TEXT SECTION:
Is the cooling fan working?

Could a sheet of paper or something have flown up and partially blocked the air intake?

Reply to
Adrian

There is a chance it is the thermostat, thermostats are usually cheap and easy to fit, so worth a try, at the same time drain and flush the cooling system.

I have also seen this problem on several cars where it is NOT the tehrmostat, it may be caused by a radiator fault, either blocked cooling air flow, missing fins over a large area, internally blocked, internal flow dividers broken etc. are the ones I have seen.

For local use the cooling is sufficient, but beyond a certain loading or speed the heat starts to build up.

I have been using a car for 4 years that does this, it has never actually boiled, just gets very hot if you use it hard, especially in hot weather, I can see that the fault is the radiator as it is almost bald of fins over a large area.

So a likely fix for you, if it is not the thermotat, is a new radiator/coolant, it might be worth flushing the system just in case it is a bit blocked and will clear, or just continue to use it, and be aware of the problem and drive accordingly.

Mrcheerful

Reply to
Mrcheerful

================================== I have a vague feeling that this can sometimes happen in very windy conditions. I've no real idea why it happens (nor sure that it does actually happen) but it's possible that a very strong following wind could counteract the normal airflow caused by forward motion.

Cic.

Reply to
Cicero

Well, looks like it isn't! I've just driven the car for a journey of 4 miles, and on my return the temp gauge had just reached the red zone, but no warning lights were on yet. I checked under the bonnet before switching off, and the electric fan was definitely off - surely it should have been working by this time?

Is it governed by the same thermostat as controls the coolant flow, or another one?

Thanks David

Reply to
Lobster

Lobster (Lobster ) gurgled happily, sounding much like they were saying:

Definitely.

It's not governed by a 'stat, but by a temp switch - usually a different one to the gauge.

If it's hitting red in only four miles, though, that sounds like probably a stuck 'stat. You've got some serious diagnosis to do - and fast, before you cook it. I'm suspecting something wrong inside the wet bits.

Is the rad getting hot? All the way up and down? What's the coolant like? No airlocks? Being pumped round correctly? At the very least, you need to change the coolant and flush it all through.

But it's also worth making sure the fan's working. Identify the switch, short it out, and see if the fan starts. If not, feed it power directly, and see if it goes round. If it does, trouble-shoot the wiring.

Then pray the head gasket's survived.

Reply to
Adrian

================================== Start by checking the cooling fan and thermostatic switch. Trace the wiring from the fan to the thermostatic switch (probably on the side of the radiator) and test the fan by direct connection. If it runs consider replacing the thermostatic switch - can be a bit expensive.

Since the problem occurred originally at a speed that would be unlikely to require fan cooling it's quite possibly a faulty thermostat - not the above thermostatic switch for the cooling fan. It could also be a faulty water pump. Replace the thermostat and see if that improves the situation.

Cic.

Reply to
Cicero

check fo a blown fuse

Reply to
steve robinson

Bizarre Dwarfs boy!!!!

Records from a collection:
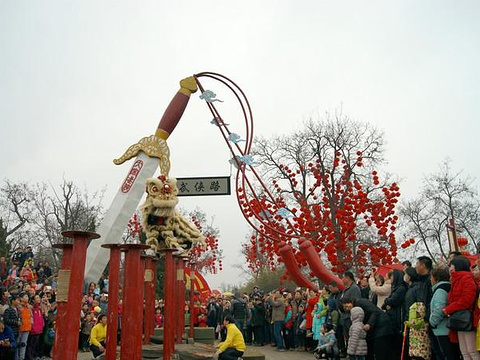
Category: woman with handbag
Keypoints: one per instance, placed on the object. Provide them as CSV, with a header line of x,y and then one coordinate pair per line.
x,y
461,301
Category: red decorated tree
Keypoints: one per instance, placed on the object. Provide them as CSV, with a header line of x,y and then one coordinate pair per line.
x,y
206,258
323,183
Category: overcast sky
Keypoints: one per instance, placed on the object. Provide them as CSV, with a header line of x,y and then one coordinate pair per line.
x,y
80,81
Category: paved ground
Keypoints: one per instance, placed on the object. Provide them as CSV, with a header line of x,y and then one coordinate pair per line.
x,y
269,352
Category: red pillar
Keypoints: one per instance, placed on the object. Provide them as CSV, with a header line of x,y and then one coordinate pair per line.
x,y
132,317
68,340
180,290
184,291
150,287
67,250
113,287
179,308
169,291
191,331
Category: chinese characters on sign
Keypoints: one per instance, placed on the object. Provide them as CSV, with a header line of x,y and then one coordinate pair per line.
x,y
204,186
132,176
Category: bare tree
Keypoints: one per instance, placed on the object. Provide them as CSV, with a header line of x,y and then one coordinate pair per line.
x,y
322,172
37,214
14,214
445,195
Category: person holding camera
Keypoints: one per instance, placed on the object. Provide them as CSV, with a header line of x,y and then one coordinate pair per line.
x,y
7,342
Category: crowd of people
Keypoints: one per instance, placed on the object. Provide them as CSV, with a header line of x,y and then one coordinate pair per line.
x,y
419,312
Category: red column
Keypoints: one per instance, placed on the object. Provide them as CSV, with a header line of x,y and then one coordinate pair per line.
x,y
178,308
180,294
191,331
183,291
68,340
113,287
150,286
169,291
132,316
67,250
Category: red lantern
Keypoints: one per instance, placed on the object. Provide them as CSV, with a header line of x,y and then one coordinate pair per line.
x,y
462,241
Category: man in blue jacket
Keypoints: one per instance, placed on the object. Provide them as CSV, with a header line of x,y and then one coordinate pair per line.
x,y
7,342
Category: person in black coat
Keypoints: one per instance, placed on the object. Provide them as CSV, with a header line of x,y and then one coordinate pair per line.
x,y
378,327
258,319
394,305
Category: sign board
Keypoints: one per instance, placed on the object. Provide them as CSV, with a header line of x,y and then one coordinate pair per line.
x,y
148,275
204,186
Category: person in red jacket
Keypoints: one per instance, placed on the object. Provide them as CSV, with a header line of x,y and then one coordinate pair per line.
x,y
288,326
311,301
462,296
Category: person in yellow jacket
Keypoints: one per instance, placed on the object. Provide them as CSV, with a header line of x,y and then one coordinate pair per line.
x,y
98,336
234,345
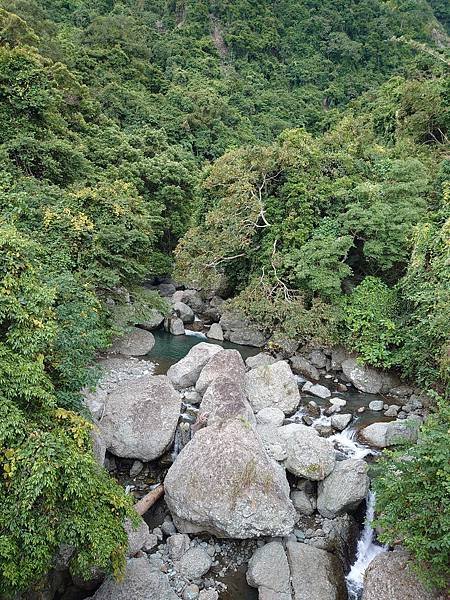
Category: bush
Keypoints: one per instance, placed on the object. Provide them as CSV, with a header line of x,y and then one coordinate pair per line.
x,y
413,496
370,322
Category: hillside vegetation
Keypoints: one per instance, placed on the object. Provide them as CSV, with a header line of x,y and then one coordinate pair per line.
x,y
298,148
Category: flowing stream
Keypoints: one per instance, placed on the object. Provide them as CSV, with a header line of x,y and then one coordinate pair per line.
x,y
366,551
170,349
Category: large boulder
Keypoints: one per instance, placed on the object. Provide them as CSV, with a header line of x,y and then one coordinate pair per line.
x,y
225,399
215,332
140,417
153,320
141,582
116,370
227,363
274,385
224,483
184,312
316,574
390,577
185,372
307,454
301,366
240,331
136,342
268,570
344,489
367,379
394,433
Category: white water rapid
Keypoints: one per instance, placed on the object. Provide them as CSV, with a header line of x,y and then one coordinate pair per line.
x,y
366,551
==
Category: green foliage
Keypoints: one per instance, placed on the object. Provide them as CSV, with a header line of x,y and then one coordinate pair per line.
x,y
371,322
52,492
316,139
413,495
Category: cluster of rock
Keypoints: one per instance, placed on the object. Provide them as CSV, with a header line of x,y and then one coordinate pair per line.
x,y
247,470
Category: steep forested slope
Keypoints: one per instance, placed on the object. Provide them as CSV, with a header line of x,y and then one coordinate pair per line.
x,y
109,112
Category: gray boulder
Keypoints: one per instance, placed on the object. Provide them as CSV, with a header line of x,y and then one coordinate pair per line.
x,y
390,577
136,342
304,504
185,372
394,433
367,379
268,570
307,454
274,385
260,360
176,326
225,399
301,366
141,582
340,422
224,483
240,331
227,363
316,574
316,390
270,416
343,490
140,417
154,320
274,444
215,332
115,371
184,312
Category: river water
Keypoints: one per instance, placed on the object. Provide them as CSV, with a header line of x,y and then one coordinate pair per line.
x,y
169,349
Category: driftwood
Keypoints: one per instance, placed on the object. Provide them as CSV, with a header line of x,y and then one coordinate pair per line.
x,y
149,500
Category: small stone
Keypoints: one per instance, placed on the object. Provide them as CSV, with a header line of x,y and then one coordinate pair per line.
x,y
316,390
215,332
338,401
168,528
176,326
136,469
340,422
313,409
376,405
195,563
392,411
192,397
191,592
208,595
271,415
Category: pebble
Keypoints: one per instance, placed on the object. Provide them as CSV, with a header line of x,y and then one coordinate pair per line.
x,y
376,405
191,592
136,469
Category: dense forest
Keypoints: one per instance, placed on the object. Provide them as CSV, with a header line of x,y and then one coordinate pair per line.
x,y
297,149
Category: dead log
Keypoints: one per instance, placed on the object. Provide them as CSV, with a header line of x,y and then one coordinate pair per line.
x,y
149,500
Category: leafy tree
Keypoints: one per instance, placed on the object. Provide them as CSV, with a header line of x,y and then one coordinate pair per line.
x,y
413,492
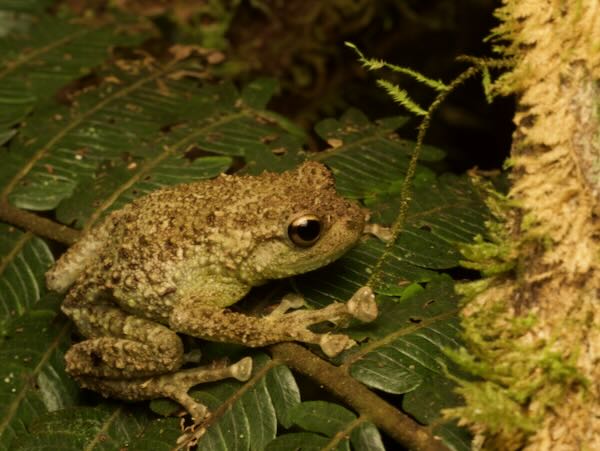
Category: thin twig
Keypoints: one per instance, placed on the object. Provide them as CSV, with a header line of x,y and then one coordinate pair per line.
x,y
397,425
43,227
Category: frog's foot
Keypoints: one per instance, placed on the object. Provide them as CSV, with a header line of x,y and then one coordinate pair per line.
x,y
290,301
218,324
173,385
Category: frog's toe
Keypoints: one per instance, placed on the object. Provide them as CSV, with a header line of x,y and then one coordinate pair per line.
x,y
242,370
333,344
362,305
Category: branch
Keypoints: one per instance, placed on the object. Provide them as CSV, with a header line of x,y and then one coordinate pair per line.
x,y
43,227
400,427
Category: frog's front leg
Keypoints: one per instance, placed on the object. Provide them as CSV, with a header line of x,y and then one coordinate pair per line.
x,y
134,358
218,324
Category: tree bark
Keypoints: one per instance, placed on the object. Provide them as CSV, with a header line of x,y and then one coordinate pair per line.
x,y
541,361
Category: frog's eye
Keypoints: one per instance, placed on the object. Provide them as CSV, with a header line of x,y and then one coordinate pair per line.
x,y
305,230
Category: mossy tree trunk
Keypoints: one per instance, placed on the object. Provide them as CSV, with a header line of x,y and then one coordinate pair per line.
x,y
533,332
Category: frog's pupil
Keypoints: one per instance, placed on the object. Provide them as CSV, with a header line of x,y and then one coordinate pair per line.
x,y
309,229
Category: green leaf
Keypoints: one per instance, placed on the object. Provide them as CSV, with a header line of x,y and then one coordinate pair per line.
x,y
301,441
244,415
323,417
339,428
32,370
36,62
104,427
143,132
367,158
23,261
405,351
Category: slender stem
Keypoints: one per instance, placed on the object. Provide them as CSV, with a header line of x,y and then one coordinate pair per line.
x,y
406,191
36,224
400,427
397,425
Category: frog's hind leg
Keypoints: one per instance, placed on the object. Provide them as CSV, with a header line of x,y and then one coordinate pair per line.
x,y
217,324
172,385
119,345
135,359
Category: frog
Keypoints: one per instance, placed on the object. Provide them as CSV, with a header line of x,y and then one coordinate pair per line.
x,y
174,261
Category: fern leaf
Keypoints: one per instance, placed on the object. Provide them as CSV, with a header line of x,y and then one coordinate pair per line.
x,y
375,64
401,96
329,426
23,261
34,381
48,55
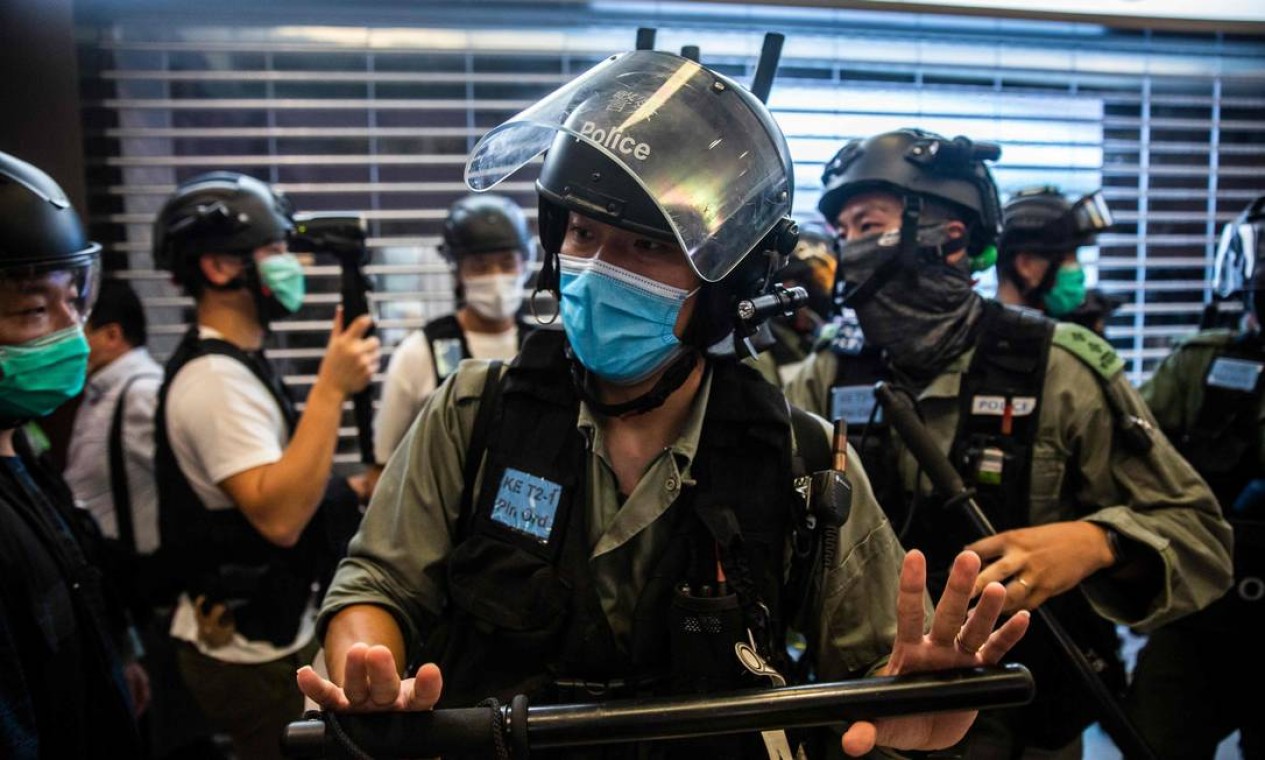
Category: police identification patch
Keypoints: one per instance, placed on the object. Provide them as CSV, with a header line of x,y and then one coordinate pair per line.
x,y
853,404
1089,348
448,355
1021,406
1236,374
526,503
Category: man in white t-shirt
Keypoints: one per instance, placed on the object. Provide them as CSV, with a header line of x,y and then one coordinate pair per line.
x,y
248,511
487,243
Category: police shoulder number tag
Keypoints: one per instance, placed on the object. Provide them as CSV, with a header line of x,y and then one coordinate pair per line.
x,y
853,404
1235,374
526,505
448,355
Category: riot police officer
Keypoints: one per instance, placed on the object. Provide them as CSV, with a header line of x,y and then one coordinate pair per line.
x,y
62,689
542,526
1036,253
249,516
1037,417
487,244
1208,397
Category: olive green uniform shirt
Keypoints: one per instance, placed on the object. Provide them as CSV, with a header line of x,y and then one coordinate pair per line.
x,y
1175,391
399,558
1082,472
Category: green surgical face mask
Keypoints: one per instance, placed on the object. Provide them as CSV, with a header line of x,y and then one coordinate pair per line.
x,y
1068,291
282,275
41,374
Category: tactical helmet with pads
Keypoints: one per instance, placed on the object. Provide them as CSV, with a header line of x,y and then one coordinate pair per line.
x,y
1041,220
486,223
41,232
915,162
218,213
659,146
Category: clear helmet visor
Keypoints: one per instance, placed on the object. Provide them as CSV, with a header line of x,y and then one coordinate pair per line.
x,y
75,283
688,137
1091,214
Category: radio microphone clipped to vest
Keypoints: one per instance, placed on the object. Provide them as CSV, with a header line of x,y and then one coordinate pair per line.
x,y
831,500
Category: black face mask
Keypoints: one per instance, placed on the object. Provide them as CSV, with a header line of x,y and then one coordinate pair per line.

QUESTIONS:
A – In the forum thread on car overheating, list the radiator faults that one reply says it has seen cause the problem on several cars.
B – According to the forum thread on car overheating, what controls the electric fan instead of a thermostat?
The lines from the collection are not needed for any of this work.

TASK-BY-TASK ANSWERS:
A –
- Blocked cooling air flow
- Missing fins over a large area
- Internally blocked
- Internal flow dividers broken

B – A temp switch controls it, usually a different one from the one for the gauge.